● THE PROBLEM
In the entries below, count the lines that contain the string "masks" and give only that number. Matching is case-sensitive.

##### DATA

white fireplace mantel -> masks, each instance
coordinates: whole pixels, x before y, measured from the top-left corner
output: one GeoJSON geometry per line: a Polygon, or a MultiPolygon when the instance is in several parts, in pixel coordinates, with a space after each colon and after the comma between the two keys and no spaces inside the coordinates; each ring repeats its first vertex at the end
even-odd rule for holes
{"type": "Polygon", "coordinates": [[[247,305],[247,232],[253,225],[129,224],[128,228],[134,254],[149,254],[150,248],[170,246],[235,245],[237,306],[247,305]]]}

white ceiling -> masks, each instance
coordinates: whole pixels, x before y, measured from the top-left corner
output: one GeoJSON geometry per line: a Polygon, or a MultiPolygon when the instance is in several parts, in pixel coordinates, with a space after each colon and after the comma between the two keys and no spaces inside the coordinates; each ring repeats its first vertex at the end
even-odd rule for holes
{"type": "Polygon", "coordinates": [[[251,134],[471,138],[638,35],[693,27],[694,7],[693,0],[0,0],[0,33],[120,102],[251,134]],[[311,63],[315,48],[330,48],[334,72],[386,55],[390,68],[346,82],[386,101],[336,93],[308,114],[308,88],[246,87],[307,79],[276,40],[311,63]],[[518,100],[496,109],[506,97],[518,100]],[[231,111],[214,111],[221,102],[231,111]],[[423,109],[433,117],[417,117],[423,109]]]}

##########
##### DATA

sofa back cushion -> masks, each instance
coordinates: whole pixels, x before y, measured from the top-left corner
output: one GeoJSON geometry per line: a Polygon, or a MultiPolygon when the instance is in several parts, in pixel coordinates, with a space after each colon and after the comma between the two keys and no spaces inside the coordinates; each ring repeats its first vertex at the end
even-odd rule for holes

##########
##### DATA

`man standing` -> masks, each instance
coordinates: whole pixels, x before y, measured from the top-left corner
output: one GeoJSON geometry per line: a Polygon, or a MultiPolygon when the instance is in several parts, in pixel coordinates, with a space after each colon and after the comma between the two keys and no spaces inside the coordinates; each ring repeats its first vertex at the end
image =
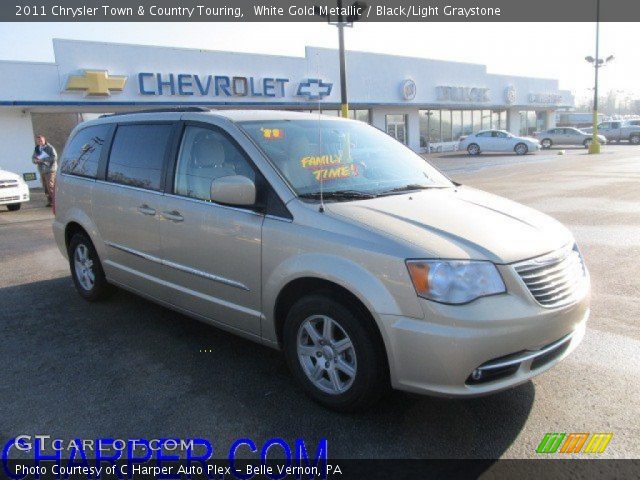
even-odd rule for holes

##########

● SOLUTION TO THE PROBLEM
4